-- Begin --
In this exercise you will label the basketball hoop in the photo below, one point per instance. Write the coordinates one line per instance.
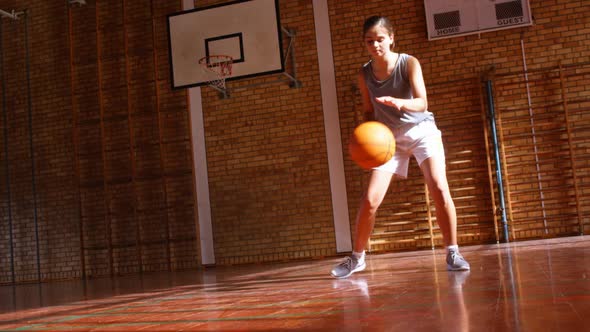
(218, 67)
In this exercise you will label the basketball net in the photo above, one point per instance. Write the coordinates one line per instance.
(217, 67)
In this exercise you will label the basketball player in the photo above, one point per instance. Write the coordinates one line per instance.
(393, 92)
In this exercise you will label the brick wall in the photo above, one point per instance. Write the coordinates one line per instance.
(109, 187)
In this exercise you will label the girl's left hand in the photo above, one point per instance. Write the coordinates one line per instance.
(390, 101)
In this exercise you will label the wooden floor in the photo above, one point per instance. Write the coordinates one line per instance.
(526, 286)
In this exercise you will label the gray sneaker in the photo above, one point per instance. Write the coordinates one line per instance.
(349, 266)
(456, 262)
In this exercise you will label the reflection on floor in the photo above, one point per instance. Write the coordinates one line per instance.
(526, 286)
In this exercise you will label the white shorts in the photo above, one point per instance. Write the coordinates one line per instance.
(422, 140)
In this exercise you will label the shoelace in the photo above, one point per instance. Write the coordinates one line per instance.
(347, 263)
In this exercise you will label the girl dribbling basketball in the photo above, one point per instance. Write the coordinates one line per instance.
(393, 92)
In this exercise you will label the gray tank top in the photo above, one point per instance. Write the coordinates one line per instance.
(397, 85)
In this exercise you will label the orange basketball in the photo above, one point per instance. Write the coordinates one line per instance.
(372, 144)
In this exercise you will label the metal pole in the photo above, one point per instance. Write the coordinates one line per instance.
(31, 145)
(5, 129)
(492, 114)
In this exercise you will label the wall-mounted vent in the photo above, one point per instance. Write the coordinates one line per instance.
(452, 18)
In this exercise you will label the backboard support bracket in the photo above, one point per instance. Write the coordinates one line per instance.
(289, 77)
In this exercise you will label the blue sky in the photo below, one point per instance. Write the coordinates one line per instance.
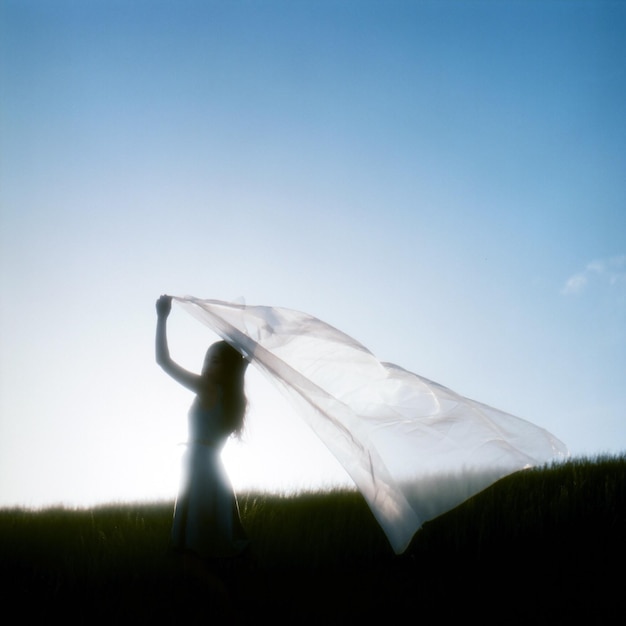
(444, 181)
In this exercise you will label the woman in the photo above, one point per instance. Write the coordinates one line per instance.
(206, 522)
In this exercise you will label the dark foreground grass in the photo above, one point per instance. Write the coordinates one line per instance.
(541, 546)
-- End --
Copy the entries above faithfully and omit every image.

§ **Solution**
In this exercise you will label the basketball hoop in the photo below, one point per instance. Write the coordinates one line per instance.
(218, 67)
In this exercise you will label the basketball net in the photo above, one point per instance. Write the coordinates one line per instance.
(217, 67)
In this exercise you will label the basketball player in the photo above, one point per instance. Write the coordinates one line per instance.
(393, 92)
In this exercise you will label the brick wall in the photo above, one point per instance. Write the coordinates one line per instance.
(109, 187)
In this exercise you will label the girl's left hand in the photo above, one point per instance. Write the coordinates one line per instance.
(390, 101)
In this exercise you will label the wooden floor in the photo above, one point per instance. Write the coordinates one line per instance.
(526, 286)
In this exercise you will label the gray sneaker in the photo above, one point per instance. Write the coordinates one line per instance.
(349, 266)
(456, 262)
In this exercise you will label the reflection on floor in the photo above, one point per instance. Write the coordinates one line per instance.
(526, 286)
In this exercise you will label the white shorts in the photo above, one point per instance. Write the coordinates one line per instance.
(422, 140)
In this exercise you will label the shoelace in the photo above, one point per instance. Write the coordinates one line per instance.
(347, 263)
In this exercise you will label the girl dribbling basketball in the photo above, one point per instance. Write the coordinates one line per instance.
(393, 92)
In this exercise you will label the gray tank top in the photo above, one point per instance. Write the coordinates one line per instance.
(397, 85)
In this exercise you will label the orange basketball in the photo above, one point per instance. Write the coordinates one line per instance.
(372, 144)
In this exercise you will label the metal pole in the photo above, one point per instance. Write the coordinates one line per instance.
(31, 145)
(5, 129)
(492, 114)
In this exercise you will label the wall-mounted vent in the photo above, one point per instance. Write the coordinates one line per instance.
(452, 18)
In this exercise you will label the backboard support bracket in the photo above, one point per instance. Write the coordinates one line per instance.
(289, 77)
In this exercise you will label the blue sky in the photo below, one point per instance. Write the coordinates one line per instance.
(444, 181)
In this exercise you will label the woman in the photo above, one point per instance. Write the coordinates one line per instance.
(206, 522)
In this exercise you will label the dark foreground grass in the photo above, one point per instance. Write the coordinates one line per instance.
(541, 546)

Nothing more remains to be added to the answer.